OBJECTIVE:
How many lines in the listing below contain the word "roof"? Give only the number.

# DATASET EXTRACT start

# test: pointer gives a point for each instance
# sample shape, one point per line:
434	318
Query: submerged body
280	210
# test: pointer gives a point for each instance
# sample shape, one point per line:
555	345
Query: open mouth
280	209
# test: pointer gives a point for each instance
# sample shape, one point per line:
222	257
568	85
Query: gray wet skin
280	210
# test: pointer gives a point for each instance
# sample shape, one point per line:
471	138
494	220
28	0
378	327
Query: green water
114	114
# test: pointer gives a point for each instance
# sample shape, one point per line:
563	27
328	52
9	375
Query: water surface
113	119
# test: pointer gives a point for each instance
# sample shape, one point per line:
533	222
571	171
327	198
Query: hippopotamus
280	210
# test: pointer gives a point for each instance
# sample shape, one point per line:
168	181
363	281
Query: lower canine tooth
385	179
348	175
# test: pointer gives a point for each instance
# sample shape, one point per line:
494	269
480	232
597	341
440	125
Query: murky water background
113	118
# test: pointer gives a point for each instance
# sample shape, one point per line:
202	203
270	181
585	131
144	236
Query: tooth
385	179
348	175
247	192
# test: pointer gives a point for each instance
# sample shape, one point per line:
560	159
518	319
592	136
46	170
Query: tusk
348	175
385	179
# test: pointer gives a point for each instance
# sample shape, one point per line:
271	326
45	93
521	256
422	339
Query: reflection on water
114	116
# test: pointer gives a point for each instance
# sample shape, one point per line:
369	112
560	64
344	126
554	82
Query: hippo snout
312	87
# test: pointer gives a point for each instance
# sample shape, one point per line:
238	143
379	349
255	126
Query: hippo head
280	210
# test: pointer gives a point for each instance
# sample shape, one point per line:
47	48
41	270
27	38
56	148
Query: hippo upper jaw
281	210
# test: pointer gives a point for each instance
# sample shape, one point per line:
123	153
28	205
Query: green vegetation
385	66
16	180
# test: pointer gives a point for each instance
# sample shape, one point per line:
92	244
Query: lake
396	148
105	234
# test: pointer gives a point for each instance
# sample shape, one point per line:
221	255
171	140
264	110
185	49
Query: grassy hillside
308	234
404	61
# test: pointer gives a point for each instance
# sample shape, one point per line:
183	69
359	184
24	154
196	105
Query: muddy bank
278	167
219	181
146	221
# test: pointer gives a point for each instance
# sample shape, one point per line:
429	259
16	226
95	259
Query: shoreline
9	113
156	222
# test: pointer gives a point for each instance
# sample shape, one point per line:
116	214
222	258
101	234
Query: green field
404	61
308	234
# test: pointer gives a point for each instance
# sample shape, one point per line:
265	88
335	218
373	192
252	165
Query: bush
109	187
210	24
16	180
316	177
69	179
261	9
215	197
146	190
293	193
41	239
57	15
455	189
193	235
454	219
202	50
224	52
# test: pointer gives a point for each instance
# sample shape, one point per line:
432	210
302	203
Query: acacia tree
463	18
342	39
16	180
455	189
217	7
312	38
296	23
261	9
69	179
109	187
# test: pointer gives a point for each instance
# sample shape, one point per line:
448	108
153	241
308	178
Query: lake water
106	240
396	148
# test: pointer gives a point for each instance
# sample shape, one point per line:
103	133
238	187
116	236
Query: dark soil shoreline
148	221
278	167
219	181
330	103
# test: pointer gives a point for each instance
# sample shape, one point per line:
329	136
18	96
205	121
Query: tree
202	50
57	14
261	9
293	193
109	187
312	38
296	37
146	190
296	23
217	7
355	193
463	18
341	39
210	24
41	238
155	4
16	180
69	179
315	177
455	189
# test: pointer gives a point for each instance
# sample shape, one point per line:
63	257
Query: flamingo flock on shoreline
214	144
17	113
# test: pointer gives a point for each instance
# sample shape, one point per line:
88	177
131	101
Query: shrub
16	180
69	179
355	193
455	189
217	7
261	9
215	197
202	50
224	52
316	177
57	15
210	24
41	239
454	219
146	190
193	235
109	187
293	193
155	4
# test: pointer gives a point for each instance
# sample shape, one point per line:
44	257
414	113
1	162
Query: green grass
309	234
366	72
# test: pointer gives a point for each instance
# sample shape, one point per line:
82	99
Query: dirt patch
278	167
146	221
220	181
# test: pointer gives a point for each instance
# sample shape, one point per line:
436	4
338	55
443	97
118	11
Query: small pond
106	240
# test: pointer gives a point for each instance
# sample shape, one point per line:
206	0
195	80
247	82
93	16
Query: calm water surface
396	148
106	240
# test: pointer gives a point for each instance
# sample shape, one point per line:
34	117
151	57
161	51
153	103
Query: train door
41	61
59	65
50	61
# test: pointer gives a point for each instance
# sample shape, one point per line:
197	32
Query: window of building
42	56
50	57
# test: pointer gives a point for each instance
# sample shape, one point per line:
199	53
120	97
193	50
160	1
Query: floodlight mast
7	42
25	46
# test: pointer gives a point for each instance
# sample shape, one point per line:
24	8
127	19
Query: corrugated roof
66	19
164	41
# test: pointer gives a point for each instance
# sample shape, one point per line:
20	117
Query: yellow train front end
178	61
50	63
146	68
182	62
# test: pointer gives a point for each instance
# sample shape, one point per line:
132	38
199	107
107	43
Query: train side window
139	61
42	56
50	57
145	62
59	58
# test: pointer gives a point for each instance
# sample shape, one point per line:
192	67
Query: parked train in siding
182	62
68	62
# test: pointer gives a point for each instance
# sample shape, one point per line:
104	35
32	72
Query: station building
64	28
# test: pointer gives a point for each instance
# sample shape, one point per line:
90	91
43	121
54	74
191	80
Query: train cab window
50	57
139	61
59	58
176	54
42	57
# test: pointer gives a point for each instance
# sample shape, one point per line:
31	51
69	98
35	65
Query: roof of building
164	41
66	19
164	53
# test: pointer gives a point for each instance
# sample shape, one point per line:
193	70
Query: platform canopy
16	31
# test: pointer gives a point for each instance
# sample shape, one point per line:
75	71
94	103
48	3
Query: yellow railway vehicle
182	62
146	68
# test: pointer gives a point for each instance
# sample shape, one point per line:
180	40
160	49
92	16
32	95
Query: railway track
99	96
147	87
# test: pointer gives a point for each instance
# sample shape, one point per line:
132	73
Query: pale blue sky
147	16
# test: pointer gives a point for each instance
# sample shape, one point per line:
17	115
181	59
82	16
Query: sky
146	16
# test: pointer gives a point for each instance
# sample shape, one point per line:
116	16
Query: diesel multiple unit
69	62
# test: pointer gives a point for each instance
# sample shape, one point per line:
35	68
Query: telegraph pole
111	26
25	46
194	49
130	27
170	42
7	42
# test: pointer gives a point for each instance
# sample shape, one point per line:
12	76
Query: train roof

# DATASET EXTRACT end

COMPLETE OUTPUT:
3